-- EXERCISE --
From the line containing "Plain rules. Mark every instance of the gravestone" through the end of the material, inclusive, write out every line again, requests included. Multiply each x and y coordinate in the answers by 0.6 and round to whole numbers with halves going up, leave the requests and their sample coordinates unchanged, and omit the pictures.

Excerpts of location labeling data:

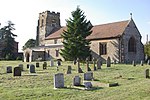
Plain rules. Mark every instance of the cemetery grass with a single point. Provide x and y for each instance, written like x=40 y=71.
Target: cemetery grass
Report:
x=39 y=86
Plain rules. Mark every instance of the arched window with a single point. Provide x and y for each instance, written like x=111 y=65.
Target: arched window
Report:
x=132 y=45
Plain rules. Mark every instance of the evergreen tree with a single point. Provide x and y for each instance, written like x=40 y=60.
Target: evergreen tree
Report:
x=75 y=43
x=8 y=38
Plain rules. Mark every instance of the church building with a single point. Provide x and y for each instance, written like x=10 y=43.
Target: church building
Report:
x=121 y=41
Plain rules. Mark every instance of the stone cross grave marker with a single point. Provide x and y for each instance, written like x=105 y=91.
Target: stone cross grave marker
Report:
x=69 y=70
x=21 y=66
x=76 y=81
x=108 y=62
x=88 y=76
x=51 y=62
x=9 y=69
x=147 y=73
x=58 y=80
x=99 y=64
x=17 y=71
x=32 y=68
x=37 y=64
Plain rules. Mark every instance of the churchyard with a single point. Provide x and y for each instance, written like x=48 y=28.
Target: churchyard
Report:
x=40 y=83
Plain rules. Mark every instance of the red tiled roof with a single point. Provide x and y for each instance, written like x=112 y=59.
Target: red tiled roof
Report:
x=109 y=30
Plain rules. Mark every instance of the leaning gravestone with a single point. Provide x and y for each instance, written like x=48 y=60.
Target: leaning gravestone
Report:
x=147 y=73
x=88 y=76
x=108 y=62
x=32 y=68
x=69 y=70
x=99 y=64
x=17 y=71
x=37 y=64
x=21 y=66
x=9 y=69
x=59 y=80
x=51 y=62
x=76 y=81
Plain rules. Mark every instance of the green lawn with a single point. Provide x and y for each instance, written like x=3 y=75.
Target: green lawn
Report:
x=132 y=83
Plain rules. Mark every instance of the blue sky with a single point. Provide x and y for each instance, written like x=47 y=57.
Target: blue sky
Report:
x=24 y=13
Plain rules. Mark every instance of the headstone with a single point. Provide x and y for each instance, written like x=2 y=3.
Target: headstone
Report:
x=142 y=63
x=94 y=61
x=9 y=69
x=147 y=73
x=59 y=80
x=148 y=62
x=32 y=68
x=88 y=76
x=58 y=63
x=28 y=66
x=133 y=63
x=44 y=65
x=69 y=70
x=76 y=81
x=17 y=71
x=108 y=62
x=21 y=66
x=99 y=64
x=51 y=62
x=37 y=64
x=87 y=65
x=88 y=85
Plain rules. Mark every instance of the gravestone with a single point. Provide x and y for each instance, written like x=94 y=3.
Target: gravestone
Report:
x=88 y=85
x=59 y=80
x=51 y=62
x=99 y=64
x=133 y=63
x=32 y=68
x=37 y=64
x=76 y=81
x=69 y=70
x=28 y=66
x=17 y=71
x=9 y=69
x=94 y=61
x=21 y=66
x=44 y=65
x=147 y=73
x=141 y=63
x=108 y=62
x=88 y=76
x=87 y=65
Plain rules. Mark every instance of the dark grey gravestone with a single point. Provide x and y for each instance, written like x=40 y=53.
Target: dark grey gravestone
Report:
x=9 y=69
x=108 y=62
x=17 y=71
x=37 y=64
x=147 y=73
x=59 y=80
x=88 y=76
x=69 y=70
x=99 y=64
x=76 y=81
x=32 y=68
x=21 y=66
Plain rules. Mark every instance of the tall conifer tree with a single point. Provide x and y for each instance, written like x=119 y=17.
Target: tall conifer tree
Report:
x=75 y=43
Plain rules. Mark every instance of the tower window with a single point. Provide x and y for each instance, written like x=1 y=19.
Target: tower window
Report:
x=103 y=48
x=132 y=45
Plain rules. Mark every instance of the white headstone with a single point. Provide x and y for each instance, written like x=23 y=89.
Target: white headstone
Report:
x=59 y=80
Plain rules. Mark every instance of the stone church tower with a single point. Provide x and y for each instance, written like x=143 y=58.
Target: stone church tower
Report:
x=48 y=23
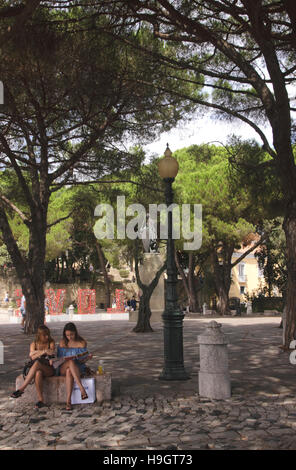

-- WRITTEN ANSWER --
Plain rules. Mark every instance of the gravestone with a single point. Provide x and y for each instance, written like x=94 y=3.
Target: gravestone
Report:
x=53 y=51
x=35 y=48
x=31 y=37
x=59 y=38
x=80 y=38
x=19 y=41
x=22 y=38
x=46 y=49
x=41 y=42
x=17 y=40
x=10 y=43
x=5 y=41
x=56 y=37
x=13 y=40
x=26 y=39
x=88 y=44
x=85 y=38
x=65 y=37
x=53 y=46
x=52 y=39
Plain rules. Mark every instance of the dark grey gravestone with a single point. Provide x and y for each instance, written like x=40 y=53.
Target: dark grey gravestone
Report:
x=5 y=41
x=65 y=37
x=10 y=43
x=22 y=38
x=88 y=44
x=35 y=48
x=53 y=46
x=41 y=42
x=59 y=38
x=46 y=49
x=19 y=41
x=13 y=40
Plain rules. Mark every instance of the tall conifer tree with a single point. Provide x and y for each instance, written like x=119 y=17.
Target: tall conifer tree
Report:
x=45 y=26
Plain rules. Mark every instance of the tower window with a single point. Provide x and y for each instance, written like x=1 y=19.
Target: tower window
Report:
x=62 y=29
x=79 y=27
Plain rules. Mark every instance of the white headstone with a single point. Provide x and y for each instance, written like x=23 y=89.
Target: white headstone
Report:
x=35 y=48
Plain rules. Mark every instance of the stone church tower with a single point. Provide x and y for each instance, written like x=143 y=58.
Target: stone church tower
Report:
x=29 y=14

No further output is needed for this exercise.